Source excerpt:
>> start

A capital protection oriented fund (CPOF) is a closed-ended debt mutual fund that aims to invest a significant amount of money in top-rated fixed income instruments and rest in equities. The tenure of the scheme can be one, three or five years. This investment along with the interest would ensure that the investor gets his capital back on maturity. The modest equity component is expected to be the icing on the cake.


Assume there is a three-year CPOF. The fund manager gets 8% interest per year on three-year AAA-rated papers. Around 80% of the money deployed in such AAA-rated papers ensures that investors get their money at the end of the third year, as interest on these investments accumulate. According to CRISIL default study 2011, from 1988 to 2011, no AAA-rated instrument defaulted over one-, two- or three-year period. This makes a strong case that the money comes back to investors at the end of the third year. Rest 20% of money is invested in equities. If over three years this investment appreciates 20%, the portfolio value becomes 124 (fixed income portfolio worth 100 plus equity portfolio of 24) over three years, a CAGR of 7.43%. If equity investment doubles over the three-year period, investors take home 40% point-to-point return, or a CAGR of 11.87%.


As the tenure of the scheme increases, allocation to equities also goes up as less money is required to ensure the capital at the end of the tenure, compared to a scheme with a shorter tenure.

Should You Invest?

Markets have been range bound with downward bias for the past couple of years. Most of the negatives are already in the price. The attractive valuations of Indian equities make good investment case with a three-year view. If you are keen on investing in stocks, but really worried about the downside risk, you can consider investing in a capital protection oriented fund. These funds make sense for risk-averse investors looking for options to invest in equities, provided they are willing to remain invested throughout the term of the scheme.

>> end

Excerpted data:
>> start

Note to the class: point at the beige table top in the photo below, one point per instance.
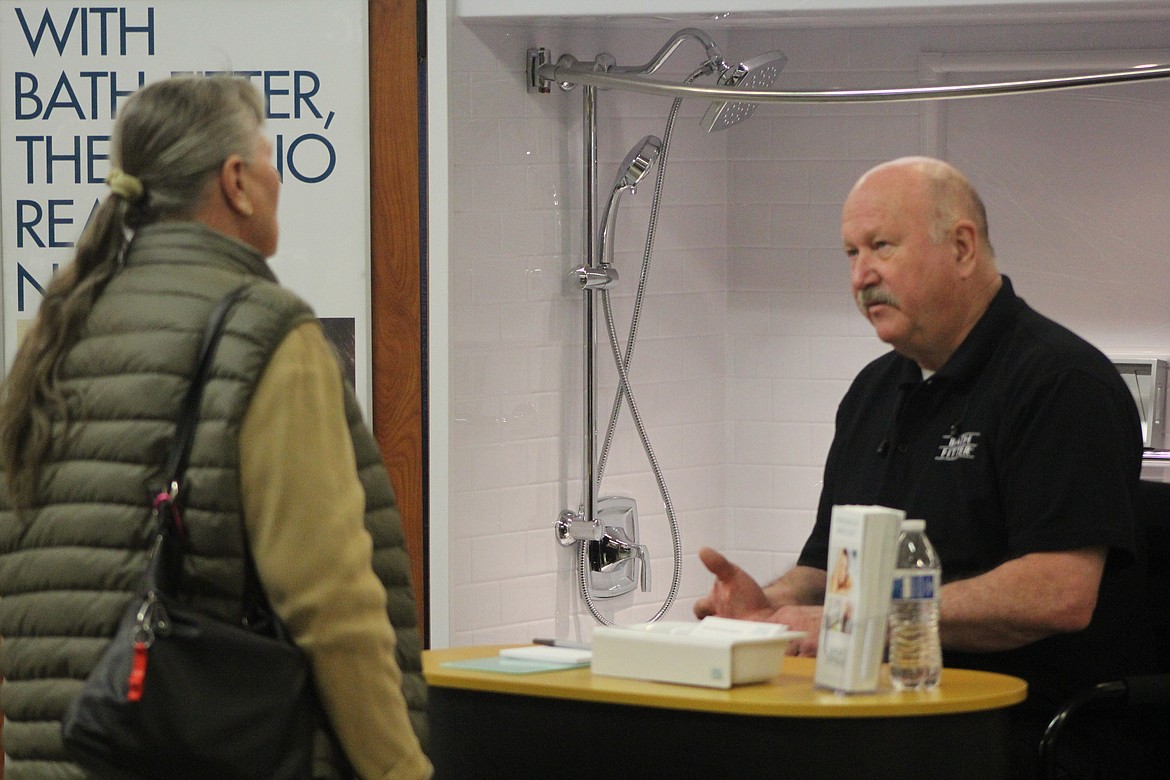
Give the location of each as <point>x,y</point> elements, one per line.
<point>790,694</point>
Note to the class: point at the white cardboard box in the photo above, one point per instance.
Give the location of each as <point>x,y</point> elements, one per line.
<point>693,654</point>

>> end
>> start

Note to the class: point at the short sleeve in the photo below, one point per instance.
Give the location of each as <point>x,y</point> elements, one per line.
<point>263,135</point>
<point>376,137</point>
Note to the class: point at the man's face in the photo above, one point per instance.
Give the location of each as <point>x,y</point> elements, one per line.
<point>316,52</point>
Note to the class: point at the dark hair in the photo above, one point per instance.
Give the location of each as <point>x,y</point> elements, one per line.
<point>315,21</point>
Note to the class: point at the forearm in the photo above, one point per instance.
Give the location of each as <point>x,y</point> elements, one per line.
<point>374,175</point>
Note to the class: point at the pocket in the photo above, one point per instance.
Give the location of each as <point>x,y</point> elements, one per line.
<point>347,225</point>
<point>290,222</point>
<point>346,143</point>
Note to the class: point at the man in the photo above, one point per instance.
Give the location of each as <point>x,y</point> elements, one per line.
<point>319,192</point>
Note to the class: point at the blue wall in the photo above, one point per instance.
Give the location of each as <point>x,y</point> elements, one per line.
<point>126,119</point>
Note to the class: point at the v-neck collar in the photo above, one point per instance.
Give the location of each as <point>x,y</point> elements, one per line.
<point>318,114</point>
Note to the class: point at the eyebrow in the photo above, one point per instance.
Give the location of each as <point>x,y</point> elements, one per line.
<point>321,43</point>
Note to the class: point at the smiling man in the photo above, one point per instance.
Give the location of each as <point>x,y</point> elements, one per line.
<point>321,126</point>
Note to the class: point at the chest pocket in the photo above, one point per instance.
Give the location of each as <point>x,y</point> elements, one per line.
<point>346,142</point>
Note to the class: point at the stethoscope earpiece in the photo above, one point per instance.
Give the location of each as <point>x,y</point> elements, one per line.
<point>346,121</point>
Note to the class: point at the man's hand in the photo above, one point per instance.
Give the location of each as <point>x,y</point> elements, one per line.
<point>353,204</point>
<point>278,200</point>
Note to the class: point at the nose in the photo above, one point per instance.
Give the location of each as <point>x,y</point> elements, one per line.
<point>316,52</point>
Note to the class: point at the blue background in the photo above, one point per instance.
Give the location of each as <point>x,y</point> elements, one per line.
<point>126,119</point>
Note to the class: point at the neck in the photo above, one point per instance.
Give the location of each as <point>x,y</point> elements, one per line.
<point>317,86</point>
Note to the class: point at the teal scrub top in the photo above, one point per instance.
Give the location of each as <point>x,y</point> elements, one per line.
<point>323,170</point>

>> end

Task brief:
Write out everything in the fund explanation from "As the tenure" down to "Should You Invest?", word for word. Work only from the fund explanation itself.

Complete answer:
As the tenure of the scheme increases, allocation to equities also goes up as less money is required to ensure the capital at the end of the tenure, compared to a scheme with a shorter tenure.

Should You Invest?